(Point-per-instance localization data)
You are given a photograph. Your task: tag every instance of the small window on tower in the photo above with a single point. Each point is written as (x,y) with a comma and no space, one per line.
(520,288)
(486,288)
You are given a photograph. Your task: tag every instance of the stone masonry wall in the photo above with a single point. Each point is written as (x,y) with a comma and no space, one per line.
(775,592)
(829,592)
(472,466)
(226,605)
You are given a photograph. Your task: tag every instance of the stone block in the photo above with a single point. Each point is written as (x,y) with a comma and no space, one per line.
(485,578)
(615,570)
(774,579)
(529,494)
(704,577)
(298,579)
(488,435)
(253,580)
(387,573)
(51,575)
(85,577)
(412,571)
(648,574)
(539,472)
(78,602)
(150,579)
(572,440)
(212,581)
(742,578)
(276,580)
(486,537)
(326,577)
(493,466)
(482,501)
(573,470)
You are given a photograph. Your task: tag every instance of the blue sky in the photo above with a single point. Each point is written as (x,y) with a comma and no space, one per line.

About this exercise: None of the records may be left out; each is to be restated exactly.

Response to this task:
You are given a photograph. Your task: tag every instance of the small window on tower in the photo above with a single point. Each point is written as (x,y) with a comma and no space, one per line.
(520,288)
(486,288)
You are given a photograph. Your task: tag every instance of the stone masonry wall in the photo above with a single point. Each point is written as (x,y) with a comma and no space, one per line.
(775,592)
(829,592)
(472,466)
(226,605)
You are given a photograph. Your task: tag every instance of the stone block in the photo above with a single point. Each point is written as (x,y) with a comma and no space, one per line.
(485,578)
(615,570)
(774,579)
(529,494)
(704,577)
(298,579)
(488,435)
(253,580)
(387,573)
(51,575)
(85,577)
(412,571)
(648,574)
(539,472)
(78,602)
(150,579)
(572,440)
(212,581)
(742,578)
(276,580)
(486,537)
(326,577)
(493,466)
(482,501)
(573,470)
You are given a photograph. Your task: tag every instance of the blue sky in the photo above with a single point. Each point is written as (x,y) with a comma and no space, one per line.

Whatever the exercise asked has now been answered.